**THE PROBLEM**.
Nothing should be left out. Give all the data again exactly as written.

[Dataset entries]
....

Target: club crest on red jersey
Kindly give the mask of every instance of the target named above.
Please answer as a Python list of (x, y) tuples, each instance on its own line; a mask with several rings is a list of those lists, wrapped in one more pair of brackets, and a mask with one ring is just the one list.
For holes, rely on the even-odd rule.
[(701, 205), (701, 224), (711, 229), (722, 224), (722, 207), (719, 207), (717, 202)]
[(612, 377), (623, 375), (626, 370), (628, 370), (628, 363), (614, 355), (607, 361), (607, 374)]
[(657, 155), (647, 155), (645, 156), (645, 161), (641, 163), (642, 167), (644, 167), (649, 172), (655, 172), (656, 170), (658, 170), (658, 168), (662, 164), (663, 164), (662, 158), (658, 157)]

....

**EXPECTED ANSWER**.
Target: club crest on red jersey
Kindly give the mask of every instance of the target named above.
Please answer as a Python list of (x, y) tuples, each instance on its own line; a mask with several rings is a list of those lists, wrapped in one more pair of brackets, and a mask with one ring is just the one list.
For holes, rely on the even-odd rule.
[(701, 205), (701, 224), (711, 229), (722, 224), (722, 207), (719, 207), (717, 202)]
[(612, 377), (623, 375), (626, 370), (628, 370), (628, 363), (614, 355), (607, 361), (607, 374)]
[(657, 155), (647, 155), (645, 156), (645, 161), (641, 163), (642, 167), (644, 167), (649, 172), (655, 172), (656, 170), (658, 170), (658, 168), (662, 164), (663, 164), (662, 158), (658, 157)]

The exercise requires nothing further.